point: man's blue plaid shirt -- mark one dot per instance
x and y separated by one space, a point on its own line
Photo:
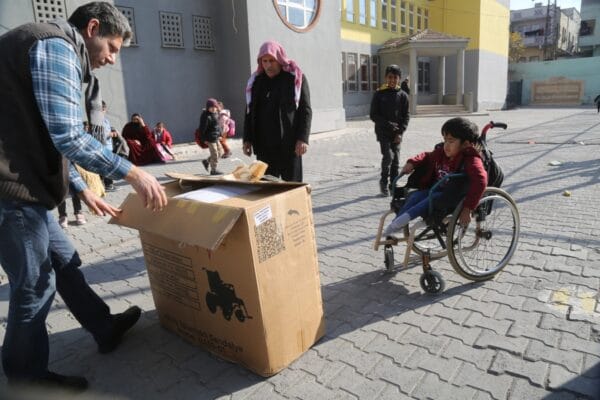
56 77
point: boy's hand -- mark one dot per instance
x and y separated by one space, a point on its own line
408 168
465 217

• [Problem description]: In the material above, each line with the word "mark" should be copied.

• [Result]:
point: man's blue plaid shirt -- mark one dot per instance
point: boy's hand -- mark one dot per instance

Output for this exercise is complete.